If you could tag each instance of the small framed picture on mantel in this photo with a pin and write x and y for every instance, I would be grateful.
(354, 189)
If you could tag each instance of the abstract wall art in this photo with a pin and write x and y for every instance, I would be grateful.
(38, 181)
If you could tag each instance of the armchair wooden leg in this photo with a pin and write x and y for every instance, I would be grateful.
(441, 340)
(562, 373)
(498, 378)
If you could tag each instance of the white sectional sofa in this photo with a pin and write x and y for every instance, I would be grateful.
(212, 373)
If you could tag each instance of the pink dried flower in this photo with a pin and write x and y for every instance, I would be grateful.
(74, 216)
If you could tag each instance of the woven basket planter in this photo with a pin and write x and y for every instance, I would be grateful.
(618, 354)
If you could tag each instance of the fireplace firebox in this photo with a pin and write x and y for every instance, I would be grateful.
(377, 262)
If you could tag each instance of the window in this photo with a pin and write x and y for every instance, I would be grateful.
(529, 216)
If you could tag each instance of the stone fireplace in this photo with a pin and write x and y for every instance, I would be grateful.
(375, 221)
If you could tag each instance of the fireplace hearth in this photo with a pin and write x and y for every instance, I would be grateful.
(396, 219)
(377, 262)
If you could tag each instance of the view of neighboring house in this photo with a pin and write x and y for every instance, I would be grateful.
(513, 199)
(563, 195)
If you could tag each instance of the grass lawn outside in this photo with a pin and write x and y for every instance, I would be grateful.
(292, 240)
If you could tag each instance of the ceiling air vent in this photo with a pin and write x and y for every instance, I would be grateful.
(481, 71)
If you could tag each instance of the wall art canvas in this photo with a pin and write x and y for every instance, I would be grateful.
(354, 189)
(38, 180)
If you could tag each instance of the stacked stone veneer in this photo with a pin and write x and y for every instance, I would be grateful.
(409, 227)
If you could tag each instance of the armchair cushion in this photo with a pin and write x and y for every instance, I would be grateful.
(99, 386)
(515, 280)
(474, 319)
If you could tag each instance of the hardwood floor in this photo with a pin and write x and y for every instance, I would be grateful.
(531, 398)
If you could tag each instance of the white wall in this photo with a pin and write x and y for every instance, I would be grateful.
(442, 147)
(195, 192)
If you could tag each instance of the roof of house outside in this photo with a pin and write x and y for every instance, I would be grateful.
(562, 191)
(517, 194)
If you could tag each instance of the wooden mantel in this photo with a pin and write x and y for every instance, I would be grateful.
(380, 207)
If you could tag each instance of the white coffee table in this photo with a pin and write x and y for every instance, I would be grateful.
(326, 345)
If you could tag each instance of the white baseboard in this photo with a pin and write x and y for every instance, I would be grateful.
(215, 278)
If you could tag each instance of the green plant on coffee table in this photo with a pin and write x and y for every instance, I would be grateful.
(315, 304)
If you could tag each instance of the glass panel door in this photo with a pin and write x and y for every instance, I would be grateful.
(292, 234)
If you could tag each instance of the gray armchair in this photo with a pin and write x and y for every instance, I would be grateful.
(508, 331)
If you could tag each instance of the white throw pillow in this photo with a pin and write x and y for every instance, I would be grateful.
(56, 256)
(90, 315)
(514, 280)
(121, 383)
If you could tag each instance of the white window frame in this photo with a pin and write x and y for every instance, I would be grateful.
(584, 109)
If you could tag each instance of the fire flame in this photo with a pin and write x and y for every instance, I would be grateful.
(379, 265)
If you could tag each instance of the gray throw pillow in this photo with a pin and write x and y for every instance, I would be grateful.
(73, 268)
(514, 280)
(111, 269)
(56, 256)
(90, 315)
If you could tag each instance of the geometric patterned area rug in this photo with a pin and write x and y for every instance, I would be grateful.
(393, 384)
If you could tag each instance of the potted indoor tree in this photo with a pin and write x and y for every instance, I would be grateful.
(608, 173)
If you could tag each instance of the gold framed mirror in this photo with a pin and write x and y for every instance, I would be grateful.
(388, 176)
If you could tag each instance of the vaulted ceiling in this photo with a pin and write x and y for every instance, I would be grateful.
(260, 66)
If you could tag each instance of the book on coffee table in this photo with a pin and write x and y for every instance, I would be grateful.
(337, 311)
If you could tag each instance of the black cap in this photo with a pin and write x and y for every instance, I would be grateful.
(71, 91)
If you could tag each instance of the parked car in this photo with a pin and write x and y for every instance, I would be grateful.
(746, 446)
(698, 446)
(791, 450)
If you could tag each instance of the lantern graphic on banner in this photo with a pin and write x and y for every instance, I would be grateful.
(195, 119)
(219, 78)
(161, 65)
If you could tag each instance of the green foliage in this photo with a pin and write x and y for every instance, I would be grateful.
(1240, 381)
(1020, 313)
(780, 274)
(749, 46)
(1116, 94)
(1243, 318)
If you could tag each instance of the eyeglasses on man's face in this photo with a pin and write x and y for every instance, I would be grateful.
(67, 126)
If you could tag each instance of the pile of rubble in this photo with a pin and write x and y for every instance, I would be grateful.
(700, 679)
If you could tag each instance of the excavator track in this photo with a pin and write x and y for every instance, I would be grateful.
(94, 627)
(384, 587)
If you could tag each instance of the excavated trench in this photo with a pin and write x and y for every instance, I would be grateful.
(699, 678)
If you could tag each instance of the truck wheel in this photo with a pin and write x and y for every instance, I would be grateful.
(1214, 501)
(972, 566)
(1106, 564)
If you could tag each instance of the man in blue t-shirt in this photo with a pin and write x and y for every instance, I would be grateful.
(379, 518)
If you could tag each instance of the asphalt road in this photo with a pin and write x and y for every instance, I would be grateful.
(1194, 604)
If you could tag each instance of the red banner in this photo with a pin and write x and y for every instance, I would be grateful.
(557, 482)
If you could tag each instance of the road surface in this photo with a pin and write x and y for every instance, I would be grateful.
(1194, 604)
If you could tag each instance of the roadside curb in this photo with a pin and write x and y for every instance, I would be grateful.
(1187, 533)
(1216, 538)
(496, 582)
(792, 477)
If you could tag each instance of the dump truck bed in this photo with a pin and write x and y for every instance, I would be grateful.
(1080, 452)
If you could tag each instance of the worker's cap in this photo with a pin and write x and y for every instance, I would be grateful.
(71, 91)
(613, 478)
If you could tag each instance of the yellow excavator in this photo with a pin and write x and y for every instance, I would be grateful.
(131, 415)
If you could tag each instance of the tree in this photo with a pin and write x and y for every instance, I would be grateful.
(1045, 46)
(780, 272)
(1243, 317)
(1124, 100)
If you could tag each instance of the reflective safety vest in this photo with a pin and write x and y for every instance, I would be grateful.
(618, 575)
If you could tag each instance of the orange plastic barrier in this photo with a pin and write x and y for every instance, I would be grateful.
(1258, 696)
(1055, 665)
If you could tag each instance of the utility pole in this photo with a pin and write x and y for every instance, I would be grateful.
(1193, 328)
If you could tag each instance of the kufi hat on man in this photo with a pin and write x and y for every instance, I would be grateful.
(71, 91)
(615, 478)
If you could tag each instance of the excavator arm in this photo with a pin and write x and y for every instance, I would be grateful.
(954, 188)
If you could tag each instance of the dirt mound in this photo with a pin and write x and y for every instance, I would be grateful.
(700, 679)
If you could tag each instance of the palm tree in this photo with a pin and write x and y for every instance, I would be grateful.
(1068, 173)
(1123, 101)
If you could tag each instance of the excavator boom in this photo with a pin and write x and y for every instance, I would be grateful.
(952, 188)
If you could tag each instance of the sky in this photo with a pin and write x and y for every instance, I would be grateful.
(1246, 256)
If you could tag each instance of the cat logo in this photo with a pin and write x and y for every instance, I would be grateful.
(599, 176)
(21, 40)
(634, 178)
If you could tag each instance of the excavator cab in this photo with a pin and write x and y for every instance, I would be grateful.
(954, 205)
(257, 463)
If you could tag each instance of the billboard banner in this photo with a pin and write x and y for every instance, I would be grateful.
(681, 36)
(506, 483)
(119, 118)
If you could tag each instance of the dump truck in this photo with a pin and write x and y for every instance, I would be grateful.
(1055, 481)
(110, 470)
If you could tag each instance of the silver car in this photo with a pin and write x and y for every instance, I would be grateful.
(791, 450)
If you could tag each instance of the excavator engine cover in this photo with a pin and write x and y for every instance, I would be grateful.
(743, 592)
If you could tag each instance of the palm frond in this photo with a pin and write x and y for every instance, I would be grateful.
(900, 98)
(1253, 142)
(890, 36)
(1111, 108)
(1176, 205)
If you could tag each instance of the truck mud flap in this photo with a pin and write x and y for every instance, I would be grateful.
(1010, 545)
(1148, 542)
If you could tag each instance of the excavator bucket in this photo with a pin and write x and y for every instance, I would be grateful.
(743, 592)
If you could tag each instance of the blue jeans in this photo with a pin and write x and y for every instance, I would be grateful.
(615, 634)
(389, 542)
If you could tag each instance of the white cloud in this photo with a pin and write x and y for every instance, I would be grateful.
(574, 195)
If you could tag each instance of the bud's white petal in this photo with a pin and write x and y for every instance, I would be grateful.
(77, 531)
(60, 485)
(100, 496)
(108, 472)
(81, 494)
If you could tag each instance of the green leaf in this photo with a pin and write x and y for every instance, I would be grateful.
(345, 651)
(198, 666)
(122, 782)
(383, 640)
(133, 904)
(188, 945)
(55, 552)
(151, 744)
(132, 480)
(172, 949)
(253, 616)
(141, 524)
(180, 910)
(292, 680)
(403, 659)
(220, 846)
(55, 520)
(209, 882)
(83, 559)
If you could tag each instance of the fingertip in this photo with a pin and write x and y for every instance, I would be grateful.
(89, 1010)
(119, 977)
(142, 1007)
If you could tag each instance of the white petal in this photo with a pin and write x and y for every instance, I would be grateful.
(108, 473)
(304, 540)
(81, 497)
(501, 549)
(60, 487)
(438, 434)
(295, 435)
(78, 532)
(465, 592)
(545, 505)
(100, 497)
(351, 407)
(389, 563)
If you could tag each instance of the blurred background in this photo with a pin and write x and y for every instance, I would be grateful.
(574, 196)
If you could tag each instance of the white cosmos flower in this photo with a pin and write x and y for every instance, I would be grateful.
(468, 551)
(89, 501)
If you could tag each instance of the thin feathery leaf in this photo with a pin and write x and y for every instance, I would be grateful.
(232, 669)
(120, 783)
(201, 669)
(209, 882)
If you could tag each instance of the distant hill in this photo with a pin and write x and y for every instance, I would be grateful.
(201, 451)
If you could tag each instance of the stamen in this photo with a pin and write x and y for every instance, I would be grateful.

● WORK TO COMPLETE:
Update everything from the row containing "If you could tag each instance of the excavated" down to the row containing "(1106, 564)", writing "truck tire" in place of "truck wheel" and leaving all else as it stands.

● SOLUTION TO THIS TASK:
If you could tag each instance of the excavated trench in this photo with a pin and write x and y for every instance, I would be grateful.
(699, 678)
If you could tag each instance of the truck tire in this photo with a pin and write x and y for every instance, I would be grateful.
(1214, 501)
(972, 566)
(1106, 564)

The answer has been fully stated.